=== WRITTEN INSTRUCTION 1 ===
Quote from the Women Not Objects text everything from "The Women Not" down to "way we think.".
=== WRITTEN INSTRUCTION 2 ===
According to the Women Not Objects text, why are violent ads showing women in car trunks or with a noose around their neck harmful? Answer in one to three sentences.
=== WRITTEN INSTRUCTION 3 ===
In the Women Not Objects text, which two products are named as examples of Instagram pictures that push women to change how they look?

----- PAGE TEXT -----

The Women Not Objects campaign is challenging the way women are portrayed in advertisements, aiming to show everyone — not just women — that what we see affects the way we think.

In only a couple short videos, the campaign sends a powerful message that objectifying women in the media hurts everyone. That pain, the videos show, seeps into everyday life.

Scrolling through Instagram, scores of pictures encourage women to change the way they look, from detox teas to waist trainers. As women point out in the campaign video, these images set ideals that are often unrealistic, sending many girls and women into a spiral of self-hatred and a dangerous quest to achieve a look that’s not reachable. See the Kylie Jenner lip challenge for example.

The campaign isn’t only taking on what ads tell women they should look like, but also how they should be treated. Violent ads showing women in trunks of cars, with a noose around their neck, at the hands of men create a culture where those things might seem OK. In these cases, violence against women can be misinterpreted a joke.

----- RECORD EXCERPTS -----

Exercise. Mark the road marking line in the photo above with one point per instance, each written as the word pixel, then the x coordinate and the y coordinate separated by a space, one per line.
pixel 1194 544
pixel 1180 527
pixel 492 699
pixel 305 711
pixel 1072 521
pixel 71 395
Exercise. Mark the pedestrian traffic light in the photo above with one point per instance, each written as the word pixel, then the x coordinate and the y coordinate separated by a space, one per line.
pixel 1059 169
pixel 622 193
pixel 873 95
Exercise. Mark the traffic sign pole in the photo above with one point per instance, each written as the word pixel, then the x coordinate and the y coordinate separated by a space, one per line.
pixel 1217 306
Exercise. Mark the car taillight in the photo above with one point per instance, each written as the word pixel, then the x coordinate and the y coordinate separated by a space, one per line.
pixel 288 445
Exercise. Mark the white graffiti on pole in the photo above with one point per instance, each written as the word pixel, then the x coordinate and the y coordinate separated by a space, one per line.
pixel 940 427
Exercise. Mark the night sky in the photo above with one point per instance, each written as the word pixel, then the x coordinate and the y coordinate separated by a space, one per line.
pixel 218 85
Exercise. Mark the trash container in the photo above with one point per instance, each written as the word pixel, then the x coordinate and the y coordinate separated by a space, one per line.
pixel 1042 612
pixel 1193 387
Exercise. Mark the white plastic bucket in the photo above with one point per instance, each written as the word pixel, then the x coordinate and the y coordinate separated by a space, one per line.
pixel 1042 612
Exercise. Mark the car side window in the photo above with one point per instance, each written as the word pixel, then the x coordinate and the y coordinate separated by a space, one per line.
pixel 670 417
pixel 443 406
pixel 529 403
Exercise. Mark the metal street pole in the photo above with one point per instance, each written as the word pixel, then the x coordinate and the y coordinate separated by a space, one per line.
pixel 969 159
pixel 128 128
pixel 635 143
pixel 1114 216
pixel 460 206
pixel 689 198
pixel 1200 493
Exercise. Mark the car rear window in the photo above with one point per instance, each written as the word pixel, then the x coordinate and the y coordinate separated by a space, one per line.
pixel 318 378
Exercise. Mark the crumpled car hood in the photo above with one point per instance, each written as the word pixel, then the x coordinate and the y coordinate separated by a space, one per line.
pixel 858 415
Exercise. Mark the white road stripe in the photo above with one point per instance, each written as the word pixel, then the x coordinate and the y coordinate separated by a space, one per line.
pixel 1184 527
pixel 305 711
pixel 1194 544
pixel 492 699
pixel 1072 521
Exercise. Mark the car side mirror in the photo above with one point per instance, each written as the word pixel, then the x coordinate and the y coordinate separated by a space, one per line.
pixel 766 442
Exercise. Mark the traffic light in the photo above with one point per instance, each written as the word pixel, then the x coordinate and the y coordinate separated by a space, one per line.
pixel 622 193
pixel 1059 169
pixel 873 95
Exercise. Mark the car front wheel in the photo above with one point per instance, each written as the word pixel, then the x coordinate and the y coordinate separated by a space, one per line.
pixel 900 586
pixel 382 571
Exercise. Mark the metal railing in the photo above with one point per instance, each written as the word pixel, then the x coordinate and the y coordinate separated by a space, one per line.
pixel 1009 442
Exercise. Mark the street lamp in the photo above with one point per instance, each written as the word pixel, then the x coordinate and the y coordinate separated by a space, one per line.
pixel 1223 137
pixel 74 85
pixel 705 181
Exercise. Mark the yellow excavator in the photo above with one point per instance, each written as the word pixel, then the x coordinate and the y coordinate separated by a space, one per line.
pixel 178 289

-----

=== FINAL ANSWER 1 ===
The Women Not Objects campaign is challenging the way women are portrayed in advertisements, aiming to show everyone — not just women — that what we see affects the way we think.

=== FINAL ANSWER 2 ===
Such ads create a culture where those things might seem OK. In these cases, violence against women can be misread as a joke.

=== FINAL ANSWER 3 ===
Detox teas and waist trainers.